◆ Written exercise:
Using the passage on approximate computing, explain in one to three sentences why manufacturers must allow wider margins for supply voltage, frequency, and other operational parameters.

◆ Reading text:
• • • •
Also, and perhaps more importantly, the energy costs incurred on data centers need to be reduced as much as possible. Note that power is one of (if not the) major operational cost of running a data center. To this end, algorithmic optimizations, dynamic run-time adaptation, and various types of hardware accelerators are used in practice.

Vector processors, FPGAs, GPUs, and even ASICs (like Google's recent TPU) are all being deployed in an orchestrated effort to optimize performance and reduce power consumption.

In this regard, the question that the AC community is trying to address is; can we exploit the inherit approximate results of some application to gain more power savings?

We move now to reliability concerns to further motivate AC. The semiconductor industry is aggressively improving it's production processes to keep pace with the venerable Moore's law (or maybe a bit slower version of it in recent years). Microchips produced with 10 nanometer processes are already shipping to production. Moving toward 7 nanometers and beyond is expected within the next 5 years according to the ITRS roadmap.

Such nanometer regimes are expected to cause a twofold problem. First, transistors can be more susceptible to faults (both temporary and permanent ones). For example, cosmic radiation can more easily cause a glitch in data stored in a Flip-Flop. Consequently, more investment might be necessary in hardware fault avoidance, detection, and recovery.

Second, feature variability between microchips or even across the same microchip can also increase. This means that design margins need to be more pessimistic to account for such large variability. That is, manufacturers have to allow for a wider margin for the supply voltage, frequency, and other operational parameters in order to keep the chip reliable while maintaining an economical yield.

In response to these reliability challenges, the AC community is investigating the potential of using narrower margins to operate microchips. However, hardware faults might occasionally propagate to software in this case. Therefore, the research goal is to ensure that such faults do not cause program outputs to diverge too much from the ideal outputs.

Such schemes can allow chip manufacturers to relax their investments in maintaining hardware reliability. More performance and power saving opportunities can be harnessed by moving to best-effort hardware instead [3].

Definition and scope

So far, we motivated the need for approximate computing. We move now to our second question; What is approximate computing in the first place?
• • • •
◆ Available data:
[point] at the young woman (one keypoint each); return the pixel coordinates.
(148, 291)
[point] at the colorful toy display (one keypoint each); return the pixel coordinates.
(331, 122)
• • • •
◆ Answer:
At nanometer regimes, feature variability between microchips, or even across the same microchip, can increase, so design margins must be more pessimistic to account for it. Wider margins keep the chip reliable while maintaining an economical yield.